CONSIGNES
1) D'après l'extrait, d'où revenait tout juste le président surinamais Santokhi ?
2) Recopiez fidèlement le passage de l'extrait qui va de « Sensibilisation et consultation » à « Grand conseil coutumier. ».
─── EXTRAIT
Riad Nurmohamed, ministre des Travaux publics du Suriname, s’est félicité de la convergence des territoires et de la politique nationale surinamaise, axée sur le changement climatique, la gestion de l’eau et la réduction de la pollution. L’importance de cette coopération transfrontalière a également été rappelée par le président surinamais Santokhi, qui revenait tout juste de la COP16 sur la diversité biologique en Colombie. Il a insisté sur des solutions qui pourraient s’appuyer sur des modèles éprouvés dans la région amazonienne via l’ACTO (Organisation du Traité de Coopération Amazonienne).

Parmi les actions concrètes qui seront mises en place dans les prochaines semaines et mois avenir l’installation d’une unité de mesure de turbidité, financée par Bio-plateaux, sur l’embouchure de l’Atapaoni affluent du Maroni. « La turbidité de l’eau est un marqueur important pour le suivi des exploitations aurifères. L’idée est d’aller sur le terrain et d’installer la station de données ensemble et d’avoir des données qui soit retransmises aux experts Surinamais et Guyanais », explique Luken Delinthe, coordinateur local en Guyane du projet BIO-PLATEAUX pour l’Office international de l’eau.

Sensibilisation et consultation des populations Autochtones

Les représentants des peuples autochtones, dont Sônia Jeanjacque, secrétaire des peuples autochtones de l’Amapá (SEPI), ont profité de cette rencontre pour rappeler l’impact direct de la pollution de l’eau et des changements climatiques sur leurs communautés. Même son de cloche du côté des autorités coutumières de Guyane. « L’activités aurifères menées sur la rive surinamaise du mercure alors que chez nous l’activité légale l’interdit. Elles polluent le fleuve et impactent les populations qui vivent de la chasse et de la pêche », rappelle Bruno Apouyou, du Grand conseil coutumier.

Le Grand conseil coutumier de Guyane a insisté sur la nécessité pour les autorités de consulter les instances coutumières avant d’autoriser certaines activités, notamment minières, sur le fleuve Maroni. Cependant, Sylvio Van Der Pijl, le président du Grand conseil coutumier reconnaît que le processus est complexe, en raison des différences législatives, des enjeux économiques de chaque pays et de leur souveraineté : « Il y a matière à provoquer des discussions directement avec les autorités surinamaises sur leur réglementation très différentes. On tentera malgré même si on connaît certains freins ». Riad Nurmohamed, ministre des Travaux publics du Suriname, interpellé sur ce sujet par notre rédaction ne s’est pas montré fermé à en discuter.
──────
─── DONNÉES FOURNIES
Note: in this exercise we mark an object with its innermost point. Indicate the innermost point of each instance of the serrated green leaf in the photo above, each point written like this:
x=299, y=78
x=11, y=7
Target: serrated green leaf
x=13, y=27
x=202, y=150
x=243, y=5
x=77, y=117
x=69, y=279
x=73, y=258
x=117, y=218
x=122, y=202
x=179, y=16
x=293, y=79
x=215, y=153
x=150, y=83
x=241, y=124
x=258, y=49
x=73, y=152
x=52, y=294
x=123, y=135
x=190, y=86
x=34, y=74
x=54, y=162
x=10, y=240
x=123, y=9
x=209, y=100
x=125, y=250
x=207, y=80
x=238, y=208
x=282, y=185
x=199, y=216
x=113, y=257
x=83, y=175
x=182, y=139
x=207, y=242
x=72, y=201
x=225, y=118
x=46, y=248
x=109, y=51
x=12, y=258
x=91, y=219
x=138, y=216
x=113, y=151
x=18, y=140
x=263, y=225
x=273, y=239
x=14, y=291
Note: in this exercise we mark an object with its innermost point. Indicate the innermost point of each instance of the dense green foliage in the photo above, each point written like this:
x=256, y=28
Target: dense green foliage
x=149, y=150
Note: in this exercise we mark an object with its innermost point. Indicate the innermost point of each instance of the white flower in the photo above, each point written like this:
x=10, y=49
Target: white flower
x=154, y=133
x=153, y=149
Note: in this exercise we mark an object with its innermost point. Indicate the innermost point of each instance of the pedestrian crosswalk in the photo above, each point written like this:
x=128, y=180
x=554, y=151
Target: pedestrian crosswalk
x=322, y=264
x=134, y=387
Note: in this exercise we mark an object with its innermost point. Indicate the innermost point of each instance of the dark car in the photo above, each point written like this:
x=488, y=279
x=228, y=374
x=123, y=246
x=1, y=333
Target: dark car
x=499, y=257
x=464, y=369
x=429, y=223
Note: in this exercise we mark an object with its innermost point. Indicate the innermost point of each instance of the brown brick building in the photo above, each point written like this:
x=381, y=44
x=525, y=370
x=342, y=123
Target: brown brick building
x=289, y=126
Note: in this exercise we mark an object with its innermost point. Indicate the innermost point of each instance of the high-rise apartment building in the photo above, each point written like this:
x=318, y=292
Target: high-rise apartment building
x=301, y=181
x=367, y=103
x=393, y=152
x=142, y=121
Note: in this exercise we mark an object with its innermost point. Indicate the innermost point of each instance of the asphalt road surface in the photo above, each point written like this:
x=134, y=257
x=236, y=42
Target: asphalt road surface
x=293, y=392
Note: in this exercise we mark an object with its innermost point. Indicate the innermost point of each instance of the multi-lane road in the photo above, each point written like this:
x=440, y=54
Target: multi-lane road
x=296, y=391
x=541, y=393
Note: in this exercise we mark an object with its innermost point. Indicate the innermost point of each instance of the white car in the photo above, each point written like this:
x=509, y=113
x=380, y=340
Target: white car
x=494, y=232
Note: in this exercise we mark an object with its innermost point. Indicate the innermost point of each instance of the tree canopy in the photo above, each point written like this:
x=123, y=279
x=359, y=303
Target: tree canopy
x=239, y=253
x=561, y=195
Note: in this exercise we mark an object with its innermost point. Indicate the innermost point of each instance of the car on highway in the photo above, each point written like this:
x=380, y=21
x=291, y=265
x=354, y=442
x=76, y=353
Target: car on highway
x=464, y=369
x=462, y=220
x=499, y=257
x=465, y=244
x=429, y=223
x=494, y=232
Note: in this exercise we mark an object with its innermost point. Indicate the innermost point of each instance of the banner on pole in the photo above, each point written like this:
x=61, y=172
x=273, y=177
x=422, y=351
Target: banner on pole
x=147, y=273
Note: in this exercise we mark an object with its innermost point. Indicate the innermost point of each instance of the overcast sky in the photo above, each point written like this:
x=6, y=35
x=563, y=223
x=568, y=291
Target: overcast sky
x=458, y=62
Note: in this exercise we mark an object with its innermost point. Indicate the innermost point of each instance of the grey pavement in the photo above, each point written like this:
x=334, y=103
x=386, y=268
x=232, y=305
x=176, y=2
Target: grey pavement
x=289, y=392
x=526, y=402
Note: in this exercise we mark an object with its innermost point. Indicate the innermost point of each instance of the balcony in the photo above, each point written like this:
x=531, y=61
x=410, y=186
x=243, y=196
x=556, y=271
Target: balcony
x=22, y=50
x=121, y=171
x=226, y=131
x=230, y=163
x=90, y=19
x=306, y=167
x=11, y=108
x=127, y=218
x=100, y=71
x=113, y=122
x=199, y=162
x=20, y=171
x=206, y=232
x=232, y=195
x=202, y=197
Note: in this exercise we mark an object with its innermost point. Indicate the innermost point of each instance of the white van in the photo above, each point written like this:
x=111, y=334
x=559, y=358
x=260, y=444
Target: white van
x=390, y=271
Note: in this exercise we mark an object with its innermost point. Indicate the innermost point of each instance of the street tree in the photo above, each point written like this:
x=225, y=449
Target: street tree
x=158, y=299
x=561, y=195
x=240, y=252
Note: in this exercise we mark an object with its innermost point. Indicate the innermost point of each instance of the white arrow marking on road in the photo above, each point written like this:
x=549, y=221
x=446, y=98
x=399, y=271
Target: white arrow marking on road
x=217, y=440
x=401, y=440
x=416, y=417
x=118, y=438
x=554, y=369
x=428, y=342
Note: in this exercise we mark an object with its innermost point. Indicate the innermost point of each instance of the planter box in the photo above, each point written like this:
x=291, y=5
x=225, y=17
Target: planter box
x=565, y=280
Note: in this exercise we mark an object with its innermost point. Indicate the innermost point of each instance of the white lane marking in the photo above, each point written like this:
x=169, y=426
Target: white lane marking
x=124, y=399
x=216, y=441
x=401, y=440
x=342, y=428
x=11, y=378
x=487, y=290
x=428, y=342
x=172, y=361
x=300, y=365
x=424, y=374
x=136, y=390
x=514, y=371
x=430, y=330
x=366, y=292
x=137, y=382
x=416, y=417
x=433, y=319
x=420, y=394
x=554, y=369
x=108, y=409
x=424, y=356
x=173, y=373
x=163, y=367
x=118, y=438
──────
RÉPONSES ATTENDUES
1) De la COP16 sur la diversité biologique en Colombie.

2)
Sensibilisation et consultation des populations Autochtones

Les représentants des peuples autochtones, dont Sônia Jeanjacque, secrétaire des peuples autochtones de l’Amapá (SEPI), ont profité de cette rencontre pour rappeler l’impact direct de la pollution de l’eau et des changements climatiques sur leurs communautés. Même son de cloche du côté des autorités coutumières de Guyane. « L’activités aurifères menées sur la rive surinamaise du mercure alors que chez nous l’activité légale l’interdit. Elles polluent le fleuve et impactent les populations qui vivent de la chasse et de la pêche », rappelle Bruno Apouyou, du Grand conseil coutumier.